■ EXERCISE DESCRIPTION ■
Retype exactly the stretch of lines that begins at the line containing "Should you be willing to segment every instance of the overcast" and ends at the last line of the data, with no other lines.

■ THE RECORDS ■
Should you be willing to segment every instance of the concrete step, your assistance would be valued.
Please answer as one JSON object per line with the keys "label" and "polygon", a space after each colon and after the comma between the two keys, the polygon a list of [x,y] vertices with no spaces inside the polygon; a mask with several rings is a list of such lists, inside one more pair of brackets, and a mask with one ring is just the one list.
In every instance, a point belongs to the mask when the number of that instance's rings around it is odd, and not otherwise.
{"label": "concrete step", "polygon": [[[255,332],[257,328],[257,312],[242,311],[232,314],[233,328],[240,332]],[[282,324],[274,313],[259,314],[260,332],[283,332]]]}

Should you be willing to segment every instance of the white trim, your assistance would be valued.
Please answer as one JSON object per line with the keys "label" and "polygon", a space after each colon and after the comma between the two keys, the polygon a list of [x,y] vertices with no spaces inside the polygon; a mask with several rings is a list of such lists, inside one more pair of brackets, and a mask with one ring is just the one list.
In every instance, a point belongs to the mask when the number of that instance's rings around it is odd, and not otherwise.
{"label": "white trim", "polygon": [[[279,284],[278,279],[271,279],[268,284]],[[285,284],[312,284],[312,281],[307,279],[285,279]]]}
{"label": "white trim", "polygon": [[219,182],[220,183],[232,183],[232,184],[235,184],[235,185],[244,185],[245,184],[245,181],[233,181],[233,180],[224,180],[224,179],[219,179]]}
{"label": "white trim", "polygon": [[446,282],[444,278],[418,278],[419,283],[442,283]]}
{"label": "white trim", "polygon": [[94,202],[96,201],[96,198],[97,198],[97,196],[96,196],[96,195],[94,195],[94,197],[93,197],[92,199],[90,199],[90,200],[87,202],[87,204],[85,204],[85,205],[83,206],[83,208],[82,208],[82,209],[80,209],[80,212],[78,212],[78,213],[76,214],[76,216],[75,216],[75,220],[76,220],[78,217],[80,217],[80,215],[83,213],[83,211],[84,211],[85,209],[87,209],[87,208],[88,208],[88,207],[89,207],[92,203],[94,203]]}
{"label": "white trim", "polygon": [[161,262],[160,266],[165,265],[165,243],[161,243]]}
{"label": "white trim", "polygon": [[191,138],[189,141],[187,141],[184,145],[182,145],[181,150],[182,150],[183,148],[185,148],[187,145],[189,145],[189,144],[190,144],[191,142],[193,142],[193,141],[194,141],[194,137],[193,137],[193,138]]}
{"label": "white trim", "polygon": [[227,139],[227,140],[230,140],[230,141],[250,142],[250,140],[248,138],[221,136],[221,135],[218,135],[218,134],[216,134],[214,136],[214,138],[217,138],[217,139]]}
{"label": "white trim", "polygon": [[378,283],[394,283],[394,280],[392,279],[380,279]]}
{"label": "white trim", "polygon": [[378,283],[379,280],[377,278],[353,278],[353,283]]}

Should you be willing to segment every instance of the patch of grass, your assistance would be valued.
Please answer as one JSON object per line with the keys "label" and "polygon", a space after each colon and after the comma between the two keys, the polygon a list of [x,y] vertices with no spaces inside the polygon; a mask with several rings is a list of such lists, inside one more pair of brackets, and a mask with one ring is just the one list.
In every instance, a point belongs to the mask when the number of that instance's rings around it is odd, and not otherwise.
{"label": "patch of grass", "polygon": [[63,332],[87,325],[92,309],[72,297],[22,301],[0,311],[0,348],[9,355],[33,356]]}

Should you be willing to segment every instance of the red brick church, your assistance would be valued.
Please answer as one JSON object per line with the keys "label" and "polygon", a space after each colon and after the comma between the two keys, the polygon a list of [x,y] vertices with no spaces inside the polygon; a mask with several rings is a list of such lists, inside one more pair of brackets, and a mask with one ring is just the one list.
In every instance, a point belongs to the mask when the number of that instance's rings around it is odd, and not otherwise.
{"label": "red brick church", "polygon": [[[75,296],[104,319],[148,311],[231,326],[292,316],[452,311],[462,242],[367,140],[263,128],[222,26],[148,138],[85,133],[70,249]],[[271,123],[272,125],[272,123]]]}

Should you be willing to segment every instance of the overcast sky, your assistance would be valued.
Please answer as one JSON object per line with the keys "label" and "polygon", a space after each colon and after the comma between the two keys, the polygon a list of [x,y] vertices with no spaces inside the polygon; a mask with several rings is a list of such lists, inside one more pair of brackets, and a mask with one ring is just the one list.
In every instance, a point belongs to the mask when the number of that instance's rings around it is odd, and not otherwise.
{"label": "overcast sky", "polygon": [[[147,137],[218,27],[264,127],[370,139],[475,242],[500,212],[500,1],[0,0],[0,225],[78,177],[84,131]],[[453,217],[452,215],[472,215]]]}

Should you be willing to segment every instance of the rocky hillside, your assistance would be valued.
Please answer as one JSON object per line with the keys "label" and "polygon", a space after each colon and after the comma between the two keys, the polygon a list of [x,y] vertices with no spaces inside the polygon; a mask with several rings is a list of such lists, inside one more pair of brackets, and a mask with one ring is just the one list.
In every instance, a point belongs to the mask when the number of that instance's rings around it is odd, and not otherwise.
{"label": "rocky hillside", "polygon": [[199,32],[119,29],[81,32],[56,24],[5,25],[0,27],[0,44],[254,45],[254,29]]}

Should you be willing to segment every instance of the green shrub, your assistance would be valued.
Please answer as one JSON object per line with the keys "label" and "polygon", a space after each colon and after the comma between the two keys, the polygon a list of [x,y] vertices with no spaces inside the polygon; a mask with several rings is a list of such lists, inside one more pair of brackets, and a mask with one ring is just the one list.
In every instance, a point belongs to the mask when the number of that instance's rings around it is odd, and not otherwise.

■ TASK RESPONSE ■
Should you be willing to segment every instance of the overcast sky, your assistance would be valued.
Please answer as one JSON object per line with the keys "label" and "polygon", a space after each colon and after the comma between the two keys, the polygon a list of [x,y] vertices with no spaces inside the polygon; a mask with several rings is a list of such lists, inside one more pair of brackets, and a mask with one ring is just the one list.
In every instance, a point belongs to the mask when the number of that instance's rings around it is odd, and not otherwise.
{"label": "overcast sky", "polygon": [[[147,137],[218,27],[264,127],[370,139],[475,242],[500,212],[500,1],[0,0],[0,225],[78,177],[84,131]],[[453,217],[452,215],[472,215]]]}

Should you be willing to segment every instance of the rocky hillside, your assistance would be valued.
Please answer as one JSON object per line with the keys "label" and "polygon", a space after each colon and after the comma between the two keys, the polygon a list of [x,y] vertices with no spaces inside the polygon; a mask with several rings is a list of such lists, inside one more pair of brackets, and a mask with one ring is just the one list.
In every instance, a point belongs to the mask when the number of that instance's rings around it is odd, and not otherwise.
{"label": "rocky hillside", "polygon": [[199,32],[119,29],[81,32],[56,24],[5,25],[0,27],[0,44],[254,45],[254,29]]}

Should you be willing to segment every instance of the green shrub, your assistance would be valued.
Please answer as one JSON object per line with the keys "label" and "polygon", a space after each colon and after the comma between the two keys, the polygon a list of [x,y] vertices with no spaces inside the polygon; a mask with several rings is a list of such lists, inside one more pair of brackets, and a mask with one ring is just the one list.
In every instance, a point belongs to the mask when the number of that instance's rings around it is odd, and not otherwise.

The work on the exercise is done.